** Passage follows **

If there is past injury or strong places of holding, the energy flow is decreased, interrupted, or rerouted. Sometimes holding patterns are reversed and instead of resistance there is a lack of resistance. For example, if there is a place without any resistance, such as a misplaced hip or an overfunctioning nervous system, or even a personality with weak boundaries, the prāṇa flows too much.
The interesting thing here is that the tendency of prāṇa is to flow with a balanced velocity, with an intuited smoothness. A smooth flow of prāṇa creates graceful movement, a calm nervous system, and a steady mind. The energy in the body is always aiming to improve circulation and steadiness of flow, much like the flow of a river. DNA is constantly being altered, cells are always letting go of previous patterns of control, and tissues are always working to rid themselves of the chemicals that we ingest. A major key in persevering our continuity is the ability of body’s systems to right countless small wrongs that bombard the body and mind at every instant. We adapt; we change our molecular responses, we repair ourselves, all in the service of keeping the gyroscope of the mind-body spinning smoothly. It is this constant flux that enables dynamic stability and the motion of stillness. Even what we think of as constant—bones, self, movement—is constantly changing in order to maintain the dynamic equilibrium of cellular life that allows the dynamic equilibrium of our lives in the world. The changing constancy of living beings underlies the homeostasis of our ecological existence and demonstrates firsthand the teaching that everything that is perceivable (prakṛti) is provisional and contingent.

** End of Passage **
** Dataset extract follows **

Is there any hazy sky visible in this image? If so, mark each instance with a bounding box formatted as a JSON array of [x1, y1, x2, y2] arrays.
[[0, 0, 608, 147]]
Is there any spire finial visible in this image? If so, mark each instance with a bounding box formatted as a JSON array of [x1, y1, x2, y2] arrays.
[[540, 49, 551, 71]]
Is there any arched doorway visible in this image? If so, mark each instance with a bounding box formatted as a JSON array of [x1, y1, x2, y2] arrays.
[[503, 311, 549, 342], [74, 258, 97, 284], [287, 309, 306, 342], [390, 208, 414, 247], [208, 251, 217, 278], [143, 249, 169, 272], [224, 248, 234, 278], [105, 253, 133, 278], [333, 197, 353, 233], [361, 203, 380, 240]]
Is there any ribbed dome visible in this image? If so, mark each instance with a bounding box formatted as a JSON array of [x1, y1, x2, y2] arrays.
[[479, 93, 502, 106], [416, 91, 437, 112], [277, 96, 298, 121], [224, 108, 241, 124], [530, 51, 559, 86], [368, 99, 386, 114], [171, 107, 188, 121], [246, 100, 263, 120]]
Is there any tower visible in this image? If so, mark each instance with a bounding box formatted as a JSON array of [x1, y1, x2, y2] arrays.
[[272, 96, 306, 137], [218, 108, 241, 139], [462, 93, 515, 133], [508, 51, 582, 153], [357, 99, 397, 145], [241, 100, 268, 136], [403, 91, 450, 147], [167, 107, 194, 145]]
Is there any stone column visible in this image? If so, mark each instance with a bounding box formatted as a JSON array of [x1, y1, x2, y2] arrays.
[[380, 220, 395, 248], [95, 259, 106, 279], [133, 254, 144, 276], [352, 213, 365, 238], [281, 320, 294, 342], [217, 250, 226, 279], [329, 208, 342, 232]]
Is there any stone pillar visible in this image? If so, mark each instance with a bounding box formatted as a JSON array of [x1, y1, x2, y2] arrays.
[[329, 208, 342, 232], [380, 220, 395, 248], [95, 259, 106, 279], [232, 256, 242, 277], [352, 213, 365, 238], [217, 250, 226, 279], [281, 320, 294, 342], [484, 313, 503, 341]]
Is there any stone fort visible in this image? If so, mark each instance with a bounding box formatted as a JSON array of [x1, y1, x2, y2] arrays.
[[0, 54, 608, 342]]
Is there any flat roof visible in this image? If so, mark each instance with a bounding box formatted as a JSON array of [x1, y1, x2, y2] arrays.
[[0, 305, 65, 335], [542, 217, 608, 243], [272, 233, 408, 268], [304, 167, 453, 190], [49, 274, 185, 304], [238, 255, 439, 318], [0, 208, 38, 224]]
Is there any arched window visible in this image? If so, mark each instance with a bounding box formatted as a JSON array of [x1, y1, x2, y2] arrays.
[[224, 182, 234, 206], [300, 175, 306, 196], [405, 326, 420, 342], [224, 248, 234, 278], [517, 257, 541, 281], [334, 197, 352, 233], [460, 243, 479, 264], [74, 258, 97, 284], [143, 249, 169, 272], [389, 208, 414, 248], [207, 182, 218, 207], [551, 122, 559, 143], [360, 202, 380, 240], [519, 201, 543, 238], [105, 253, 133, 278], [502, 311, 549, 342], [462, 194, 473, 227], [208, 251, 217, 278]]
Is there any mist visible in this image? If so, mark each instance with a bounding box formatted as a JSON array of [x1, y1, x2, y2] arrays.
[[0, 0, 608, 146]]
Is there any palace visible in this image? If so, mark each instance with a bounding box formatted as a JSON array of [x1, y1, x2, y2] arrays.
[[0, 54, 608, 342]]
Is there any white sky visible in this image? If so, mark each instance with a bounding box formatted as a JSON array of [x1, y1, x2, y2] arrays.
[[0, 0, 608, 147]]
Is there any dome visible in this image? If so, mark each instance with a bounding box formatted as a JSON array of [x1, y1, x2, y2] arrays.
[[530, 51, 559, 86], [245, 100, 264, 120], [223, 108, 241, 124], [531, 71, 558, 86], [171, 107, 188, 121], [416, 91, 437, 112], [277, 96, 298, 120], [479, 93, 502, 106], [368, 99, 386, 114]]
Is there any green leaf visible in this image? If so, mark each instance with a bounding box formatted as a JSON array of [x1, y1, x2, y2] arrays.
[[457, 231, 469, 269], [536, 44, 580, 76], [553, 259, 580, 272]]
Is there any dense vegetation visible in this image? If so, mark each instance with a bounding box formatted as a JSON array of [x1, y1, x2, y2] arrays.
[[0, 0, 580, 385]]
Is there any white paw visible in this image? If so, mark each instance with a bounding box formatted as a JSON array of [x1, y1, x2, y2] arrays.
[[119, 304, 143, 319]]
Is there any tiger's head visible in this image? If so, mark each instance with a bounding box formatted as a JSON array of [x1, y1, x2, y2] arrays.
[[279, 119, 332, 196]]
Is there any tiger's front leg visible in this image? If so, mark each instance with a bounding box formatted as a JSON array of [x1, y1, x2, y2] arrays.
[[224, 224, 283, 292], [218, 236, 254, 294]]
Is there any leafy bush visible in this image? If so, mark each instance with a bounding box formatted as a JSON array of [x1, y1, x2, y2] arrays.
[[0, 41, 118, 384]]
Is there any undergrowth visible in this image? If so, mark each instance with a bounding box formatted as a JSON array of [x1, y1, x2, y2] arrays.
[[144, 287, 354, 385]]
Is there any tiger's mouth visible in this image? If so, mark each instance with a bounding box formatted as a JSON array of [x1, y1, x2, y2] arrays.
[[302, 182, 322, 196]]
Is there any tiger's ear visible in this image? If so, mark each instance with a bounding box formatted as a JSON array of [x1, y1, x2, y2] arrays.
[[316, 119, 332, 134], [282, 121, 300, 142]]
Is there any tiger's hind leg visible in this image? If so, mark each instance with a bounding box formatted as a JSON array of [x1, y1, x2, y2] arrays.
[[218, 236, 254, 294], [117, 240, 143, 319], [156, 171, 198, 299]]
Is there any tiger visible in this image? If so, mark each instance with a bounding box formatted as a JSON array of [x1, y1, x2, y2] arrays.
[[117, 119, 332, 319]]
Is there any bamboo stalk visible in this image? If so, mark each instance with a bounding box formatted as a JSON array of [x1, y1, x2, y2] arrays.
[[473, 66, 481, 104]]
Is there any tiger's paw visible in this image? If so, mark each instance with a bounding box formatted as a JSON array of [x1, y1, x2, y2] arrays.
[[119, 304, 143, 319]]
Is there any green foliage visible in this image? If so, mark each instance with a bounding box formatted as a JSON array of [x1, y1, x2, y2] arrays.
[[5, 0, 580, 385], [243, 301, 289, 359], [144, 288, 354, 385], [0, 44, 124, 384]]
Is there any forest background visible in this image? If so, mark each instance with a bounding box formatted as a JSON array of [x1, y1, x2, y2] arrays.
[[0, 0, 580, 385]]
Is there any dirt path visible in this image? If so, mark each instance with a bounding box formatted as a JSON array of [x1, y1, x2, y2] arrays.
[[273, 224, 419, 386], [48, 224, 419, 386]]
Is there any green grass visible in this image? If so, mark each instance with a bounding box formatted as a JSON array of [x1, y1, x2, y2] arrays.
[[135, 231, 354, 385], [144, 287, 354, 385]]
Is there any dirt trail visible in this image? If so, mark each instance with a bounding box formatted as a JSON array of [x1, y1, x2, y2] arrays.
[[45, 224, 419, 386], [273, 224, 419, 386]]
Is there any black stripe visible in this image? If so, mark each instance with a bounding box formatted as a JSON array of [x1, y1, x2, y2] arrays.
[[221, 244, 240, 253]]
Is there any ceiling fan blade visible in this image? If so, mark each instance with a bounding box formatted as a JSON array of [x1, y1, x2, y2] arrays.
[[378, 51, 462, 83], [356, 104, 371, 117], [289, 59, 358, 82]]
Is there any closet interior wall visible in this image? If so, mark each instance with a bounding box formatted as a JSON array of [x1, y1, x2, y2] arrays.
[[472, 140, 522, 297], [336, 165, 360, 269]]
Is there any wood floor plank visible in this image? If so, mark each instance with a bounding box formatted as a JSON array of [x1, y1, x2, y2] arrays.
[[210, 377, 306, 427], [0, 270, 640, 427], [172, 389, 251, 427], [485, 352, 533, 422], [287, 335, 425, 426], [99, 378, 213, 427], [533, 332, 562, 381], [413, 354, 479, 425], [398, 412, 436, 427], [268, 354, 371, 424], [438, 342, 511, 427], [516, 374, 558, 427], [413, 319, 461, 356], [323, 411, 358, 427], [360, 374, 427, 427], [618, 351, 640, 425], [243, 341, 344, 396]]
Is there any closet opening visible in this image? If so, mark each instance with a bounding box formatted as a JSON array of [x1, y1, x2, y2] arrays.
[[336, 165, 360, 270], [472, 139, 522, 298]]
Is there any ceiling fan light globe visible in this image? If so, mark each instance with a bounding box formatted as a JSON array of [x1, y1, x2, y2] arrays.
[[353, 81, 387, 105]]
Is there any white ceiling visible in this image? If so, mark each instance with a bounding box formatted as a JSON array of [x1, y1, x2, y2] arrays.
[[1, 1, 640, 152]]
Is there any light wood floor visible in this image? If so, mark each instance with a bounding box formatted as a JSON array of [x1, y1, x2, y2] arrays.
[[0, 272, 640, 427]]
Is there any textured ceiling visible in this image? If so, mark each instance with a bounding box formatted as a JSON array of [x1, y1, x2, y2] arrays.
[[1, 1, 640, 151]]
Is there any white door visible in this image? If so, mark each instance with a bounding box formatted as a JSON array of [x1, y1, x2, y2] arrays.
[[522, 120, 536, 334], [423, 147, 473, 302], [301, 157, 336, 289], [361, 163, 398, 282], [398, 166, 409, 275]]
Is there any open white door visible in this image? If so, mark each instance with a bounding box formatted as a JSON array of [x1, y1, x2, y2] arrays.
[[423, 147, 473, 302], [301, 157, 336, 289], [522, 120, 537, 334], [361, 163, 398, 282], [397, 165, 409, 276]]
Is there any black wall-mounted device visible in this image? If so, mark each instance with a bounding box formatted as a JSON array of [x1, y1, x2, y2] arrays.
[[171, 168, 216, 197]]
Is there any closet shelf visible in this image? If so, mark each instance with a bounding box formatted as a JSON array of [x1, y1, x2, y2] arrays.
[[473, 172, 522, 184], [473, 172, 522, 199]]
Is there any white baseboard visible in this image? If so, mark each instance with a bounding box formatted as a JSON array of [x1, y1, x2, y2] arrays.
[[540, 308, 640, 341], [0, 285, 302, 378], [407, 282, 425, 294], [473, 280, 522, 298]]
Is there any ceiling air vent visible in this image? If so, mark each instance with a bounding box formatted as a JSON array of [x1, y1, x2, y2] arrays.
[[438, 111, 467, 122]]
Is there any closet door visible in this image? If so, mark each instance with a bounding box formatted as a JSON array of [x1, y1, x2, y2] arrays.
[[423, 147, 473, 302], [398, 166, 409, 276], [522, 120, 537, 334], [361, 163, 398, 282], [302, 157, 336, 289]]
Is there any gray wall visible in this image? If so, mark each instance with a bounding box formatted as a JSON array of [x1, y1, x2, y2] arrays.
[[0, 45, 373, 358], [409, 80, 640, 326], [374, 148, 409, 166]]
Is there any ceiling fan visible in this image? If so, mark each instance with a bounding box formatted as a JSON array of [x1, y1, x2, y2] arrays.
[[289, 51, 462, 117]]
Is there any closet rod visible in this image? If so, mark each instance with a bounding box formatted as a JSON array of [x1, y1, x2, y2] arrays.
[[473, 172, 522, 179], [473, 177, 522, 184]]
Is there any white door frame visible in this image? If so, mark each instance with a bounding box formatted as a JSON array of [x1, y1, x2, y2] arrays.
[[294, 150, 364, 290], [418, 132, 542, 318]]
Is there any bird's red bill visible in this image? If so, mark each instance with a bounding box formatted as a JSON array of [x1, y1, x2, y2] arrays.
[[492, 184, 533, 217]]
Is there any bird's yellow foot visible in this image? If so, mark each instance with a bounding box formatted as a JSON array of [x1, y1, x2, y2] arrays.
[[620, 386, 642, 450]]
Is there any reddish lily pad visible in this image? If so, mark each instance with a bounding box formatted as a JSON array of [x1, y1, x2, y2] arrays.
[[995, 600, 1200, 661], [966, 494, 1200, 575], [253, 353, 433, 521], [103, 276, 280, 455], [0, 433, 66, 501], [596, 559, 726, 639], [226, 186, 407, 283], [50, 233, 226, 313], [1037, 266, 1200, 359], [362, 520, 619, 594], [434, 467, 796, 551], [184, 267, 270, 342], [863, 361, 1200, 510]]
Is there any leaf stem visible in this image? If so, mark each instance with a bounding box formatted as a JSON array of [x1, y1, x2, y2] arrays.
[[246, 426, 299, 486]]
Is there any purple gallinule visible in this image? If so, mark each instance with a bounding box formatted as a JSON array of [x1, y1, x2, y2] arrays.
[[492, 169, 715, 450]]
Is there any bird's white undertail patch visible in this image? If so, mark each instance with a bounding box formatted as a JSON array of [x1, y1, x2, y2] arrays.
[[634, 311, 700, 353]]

** End of Dataset extract **

▶ Task list
1/ Condense the paragraph of the passage on prāṇa that begins "If there is past injury" into two shorter sentences, keeping its main facts.
2/ Extend the passage on prāṇa with a few sentences that follow on from its last sentence.
The entries have no connection to the passage on prāṇa.

▶ Exercise responses
1/ Past injury or strong places of holding decrease, interrupt, or reroute the flow of energy. When holding patterns are reversed, there is instead a lack of resistance, so in places such as a misplaced hip, an overfunctioning nervous system, or a personality with weak boundaries, prāṇa flows too much.

2/
Our minds and bodies are always limited by their origins. Change in mind and body means being stretched out of what is known in order to sow the seeds of openness to what is unknown, and that is why change and transformation is more a matter of loss than it is of growth. The language of growth tends to become personal, entrepreneurial, and ambitious. Taking on the new is always easier than letting go of what is old, because what is historical is what is known and comfortable. Sometimes we are so used to, so caught up in, our ways of moving and being that we don’t see them as stale or outmoded until symptoms appear to tell us so. The first step in working with our conditioned minds and bodies is seeing what is old in the first place. Then we can let it go. We have a home in the present moment whenever we arrive.